Convert the lines of the material, from the line containing "Pick out the low" through the end, into a Markdown table with the columns Row and Line. Number the rows in order and leave out blank lines.

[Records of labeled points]
* * * * * * *

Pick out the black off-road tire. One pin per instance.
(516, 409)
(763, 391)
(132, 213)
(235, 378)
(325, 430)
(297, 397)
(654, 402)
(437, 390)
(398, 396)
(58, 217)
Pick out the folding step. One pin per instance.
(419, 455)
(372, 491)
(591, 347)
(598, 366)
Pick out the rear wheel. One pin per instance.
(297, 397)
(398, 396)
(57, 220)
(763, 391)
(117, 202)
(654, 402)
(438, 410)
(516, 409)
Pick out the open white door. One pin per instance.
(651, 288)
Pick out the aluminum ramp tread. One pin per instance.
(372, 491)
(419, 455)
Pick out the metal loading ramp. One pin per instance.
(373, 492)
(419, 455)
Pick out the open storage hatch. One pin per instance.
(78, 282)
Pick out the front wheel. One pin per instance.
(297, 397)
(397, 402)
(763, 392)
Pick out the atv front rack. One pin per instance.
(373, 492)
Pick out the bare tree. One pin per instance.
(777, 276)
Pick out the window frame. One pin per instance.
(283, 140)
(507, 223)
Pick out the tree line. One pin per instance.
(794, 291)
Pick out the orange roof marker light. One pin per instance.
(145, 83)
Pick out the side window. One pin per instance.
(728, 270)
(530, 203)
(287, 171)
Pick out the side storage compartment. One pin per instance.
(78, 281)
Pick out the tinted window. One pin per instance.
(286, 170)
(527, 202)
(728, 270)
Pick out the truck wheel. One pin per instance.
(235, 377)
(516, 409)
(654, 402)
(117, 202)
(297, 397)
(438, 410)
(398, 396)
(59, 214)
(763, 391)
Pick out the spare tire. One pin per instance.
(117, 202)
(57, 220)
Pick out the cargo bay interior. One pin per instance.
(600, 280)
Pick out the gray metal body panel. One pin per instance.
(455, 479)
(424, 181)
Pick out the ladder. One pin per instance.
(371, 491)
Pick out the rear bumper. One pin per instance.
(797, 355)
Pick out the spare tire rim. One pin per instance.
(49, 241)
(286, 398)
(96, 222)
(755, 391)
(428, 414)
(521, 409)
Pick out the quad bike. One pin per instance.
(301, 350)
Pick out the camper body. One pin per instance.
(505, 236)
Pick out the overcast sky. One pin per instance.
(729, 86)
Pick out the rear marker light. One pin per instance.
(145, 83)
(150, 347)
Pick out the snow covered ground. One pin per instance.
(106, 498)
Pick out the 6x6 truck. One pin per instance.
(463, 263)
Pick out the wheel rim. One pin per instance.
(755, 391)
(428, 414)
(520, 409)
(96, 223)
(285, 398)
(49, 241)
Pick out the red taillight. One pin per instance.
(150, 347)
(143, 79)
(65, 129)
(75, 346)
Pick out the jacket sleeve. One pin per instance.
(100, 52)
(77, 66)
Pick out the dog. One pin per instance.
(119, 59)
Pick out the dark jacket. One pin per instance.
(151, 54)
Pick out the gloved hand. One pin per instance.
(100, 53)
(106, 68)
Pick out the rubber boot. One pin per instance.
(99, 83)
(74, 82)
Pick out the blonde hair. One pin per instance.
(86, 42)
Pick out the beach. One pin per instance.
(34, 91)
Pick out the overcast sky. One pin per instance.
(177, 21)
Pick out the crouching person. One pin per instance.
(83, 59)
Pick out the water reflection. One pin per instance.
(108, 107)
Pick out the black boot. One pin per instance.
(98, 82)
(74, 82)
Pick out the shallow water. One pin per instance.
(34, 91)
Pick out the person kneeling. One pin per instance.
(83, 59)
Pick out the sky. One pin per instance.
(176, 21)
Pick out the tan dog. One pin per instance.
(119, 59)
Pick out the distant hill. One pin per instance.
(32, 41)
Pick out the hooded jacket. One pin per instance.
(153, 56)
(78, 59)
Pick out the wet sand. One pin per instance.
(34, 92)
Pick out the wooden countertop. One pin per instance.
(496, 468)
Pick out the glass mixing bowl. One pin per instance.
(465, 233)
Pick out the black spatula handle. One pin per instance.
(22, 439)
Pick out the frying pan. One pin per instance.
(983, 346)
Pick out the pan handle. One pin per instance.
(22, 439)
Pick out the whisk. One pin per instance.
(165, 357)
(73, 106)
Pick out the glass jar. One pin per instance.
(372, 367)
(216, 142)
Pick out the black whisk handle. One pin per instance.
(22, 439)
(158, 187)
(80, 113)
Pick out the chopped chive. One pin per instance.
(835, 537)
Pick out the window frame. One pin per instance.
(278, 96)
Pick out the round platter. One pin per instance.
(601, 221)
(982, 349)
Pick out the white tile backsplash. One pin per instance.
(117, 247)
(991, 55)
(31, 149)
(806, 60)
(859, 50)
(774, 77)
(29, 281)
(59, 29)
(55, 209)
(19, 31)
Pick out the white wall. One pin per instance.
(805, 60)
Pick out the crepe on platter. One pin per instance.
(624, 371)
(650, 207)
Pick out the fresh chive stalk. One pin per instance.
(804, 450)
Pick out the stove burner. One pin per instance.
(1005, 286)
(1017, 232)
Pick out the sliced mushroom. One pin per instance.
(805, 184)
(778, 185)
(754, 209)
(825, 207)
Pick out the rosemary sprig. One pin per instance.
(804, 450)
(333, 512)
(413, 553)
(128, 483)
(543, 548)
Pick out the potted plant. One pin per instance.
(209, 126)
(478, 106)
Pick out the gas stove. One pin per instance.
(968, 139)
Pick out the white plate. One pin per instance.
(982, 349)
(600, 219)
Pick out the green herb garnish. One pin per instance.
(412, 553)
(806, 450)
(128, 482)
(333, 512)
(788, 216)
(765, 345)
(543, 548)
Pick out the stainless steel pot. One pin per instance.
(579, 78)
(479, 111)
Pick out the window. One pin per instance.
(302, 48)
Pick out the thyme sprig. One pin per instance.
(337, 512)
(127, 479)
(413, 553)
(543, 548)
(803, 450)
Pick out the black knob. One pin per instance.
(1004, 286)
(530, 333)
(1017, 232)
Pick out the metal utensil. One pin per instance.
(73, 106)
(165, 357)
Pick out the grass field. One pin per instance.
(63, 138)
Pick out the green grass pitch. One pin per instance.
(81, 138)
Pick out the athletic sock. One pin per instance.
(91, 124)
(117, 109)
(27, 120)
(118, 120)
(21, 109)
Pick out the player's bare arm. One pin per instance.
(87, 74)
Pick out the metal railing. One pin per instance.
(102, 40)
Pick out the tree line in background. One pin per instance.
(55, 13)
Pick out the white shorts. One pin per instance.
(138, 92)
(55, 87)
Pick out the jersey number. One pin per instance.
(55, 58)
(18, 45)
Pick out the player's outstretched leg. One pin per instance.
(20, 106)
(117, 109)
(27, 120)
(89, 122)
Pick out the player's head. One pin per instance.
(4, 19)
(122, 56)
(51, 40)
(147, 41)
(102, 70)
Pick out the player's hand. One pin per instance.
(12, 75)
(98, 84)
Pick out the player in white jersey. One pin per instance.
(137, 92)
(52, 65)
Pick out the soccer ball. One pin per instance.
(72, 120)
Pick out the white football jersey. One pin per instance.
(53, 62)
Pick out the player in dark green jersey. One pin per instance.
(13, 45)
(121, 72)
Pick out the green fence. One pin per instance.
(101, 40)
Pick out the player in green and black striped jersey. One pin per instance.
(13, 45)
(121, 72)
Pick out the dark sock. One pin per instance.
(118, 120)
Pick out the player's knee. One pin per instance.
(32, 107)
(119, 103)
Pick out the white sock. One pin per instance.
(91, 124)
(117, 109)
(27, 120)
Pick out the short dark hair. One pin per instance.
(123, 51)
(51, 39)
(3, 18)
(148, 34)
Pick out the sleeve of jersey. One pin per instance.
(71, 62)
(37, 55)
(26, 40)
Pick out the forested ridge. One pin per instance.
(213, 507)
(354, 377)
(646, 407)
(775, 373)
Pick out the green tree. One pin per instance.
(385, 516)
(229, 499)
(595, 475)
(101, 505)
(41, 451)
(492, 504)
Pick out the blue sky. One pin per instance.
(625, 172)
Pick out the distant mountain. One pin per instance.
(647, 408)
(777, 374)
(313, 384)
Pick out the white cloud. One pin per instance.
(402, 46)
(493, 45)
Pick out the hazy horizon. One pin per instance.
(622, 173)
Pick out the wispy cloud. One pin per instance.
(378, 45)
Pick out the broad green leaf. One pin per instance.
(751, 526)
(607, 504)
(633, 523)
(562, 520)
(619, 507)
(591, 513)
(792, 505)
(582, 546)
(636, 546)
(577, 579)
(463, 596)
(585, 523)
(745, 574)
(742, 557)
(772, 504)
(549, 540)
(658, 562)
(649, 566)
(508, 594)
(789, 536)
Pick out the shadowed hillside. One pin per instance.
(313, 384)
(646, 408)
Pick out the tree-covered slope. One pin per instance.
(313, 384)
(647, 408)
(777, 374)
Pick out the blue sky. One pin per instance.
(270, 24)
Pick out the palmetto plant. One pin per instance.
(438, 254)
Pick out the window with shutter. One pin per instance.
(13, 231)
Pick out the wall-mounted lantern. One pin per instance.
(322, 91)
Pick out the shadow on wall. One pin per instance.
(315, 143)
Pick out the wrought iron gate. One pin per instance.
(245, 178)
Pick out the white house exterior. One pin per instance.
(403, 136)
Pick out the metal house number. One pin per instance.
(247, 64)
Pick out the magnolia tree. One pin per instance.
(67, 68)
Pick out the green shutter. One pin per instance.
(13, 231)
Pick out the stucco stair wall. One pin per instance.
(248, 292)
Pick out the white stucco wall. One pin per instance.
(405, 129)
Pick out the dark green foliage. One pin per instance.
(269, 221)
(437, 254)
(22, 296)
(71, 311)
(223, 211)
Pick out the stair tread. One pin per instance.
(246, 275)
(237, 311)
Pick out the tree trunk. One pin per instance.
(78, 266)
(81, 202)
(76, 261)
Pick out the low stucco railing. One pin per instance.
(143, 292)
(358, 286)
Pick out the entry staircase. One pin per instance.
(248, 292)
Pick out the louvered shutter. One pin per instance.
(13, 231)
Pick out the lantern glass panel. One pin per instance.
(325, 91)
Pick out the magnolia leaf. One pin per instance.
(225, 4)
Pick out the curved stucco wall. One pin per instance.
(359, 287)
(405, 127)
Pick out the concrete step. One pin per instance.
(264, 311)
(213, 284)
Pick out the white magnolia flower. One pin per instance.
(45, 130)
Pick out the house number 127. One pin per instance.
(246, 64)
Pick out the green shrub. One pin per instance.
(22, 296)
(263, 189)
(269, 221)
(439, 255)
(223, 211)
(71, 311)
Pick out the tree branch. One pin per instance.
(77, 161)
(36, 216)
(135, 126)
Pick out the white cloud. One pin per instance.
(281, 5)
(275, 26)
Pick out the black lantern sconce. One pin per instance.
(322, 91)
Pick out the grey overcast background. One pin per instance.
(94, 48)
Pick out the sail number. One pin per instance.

* * * * * * *

Answer for the task
| Row | Line |
|---|---|
| 1 | Pick out the low stucco railing. One pin per instance. |
| 2 | (143, 292) |
| 3 | (358, 286) |
| 4 | Pick out the entry staircase. One pin per instance. |
| 5 | (248, 292) |
| 6 | Pick out the louvered shutter. One pin per instance. |
| 7 | (13, 231) |
| 8 | Pick out the lantern glass panel. One pin per instance. |
| 9 | (325, 91) |
| 10 | Pick out the magnolia leaf. One pin per instance. |
| 11 | (225, 4) |
| 12 | Pick out the curved stucco wall. One pin per instance. |
| 13 | (359, 287) |
| 14 | (405, 127) |
| 15 | Pick out the concrete step. One pin per instance. |
| 16 | (264, 311) |
| 17 | (213, 284) |
| 18 | Pick out the white magnolia flower. One pin per instance. |
| 19 | (45, 130) |
| 20 | Pick out the house number 127. One pin per instance. |
| 21 | (246, 64) |
| 22 | Pick out the green shrub. One pin per instance. |
| 23 | (22, 296) |
| 24 | (263, 189) |
| 25 | (269, 221) |
| 26 | (439, 255) |
| 27 | (223, 211) |
| 28 | (71, 311) |
| 29 | Pick out the tree branch. One pin per instance. |
| 30 | (77, 161) |
| 31 | (36, 216) |
| 32 | (135, 126) |
| 33 | Pick out the white cloud. One pin per instance. |
| 34 | (281, 5) |
| 35 | (275, 26) |
| 36 | Pick out the black lantern sconce. One pin per instance. |
| 37 | (322, 91) |
| 38 | Pick out the grey overcast background. One pin per instance. |
| 39 | (94, 48) |
| 40 | Pick out the sail number. One pin per instance. |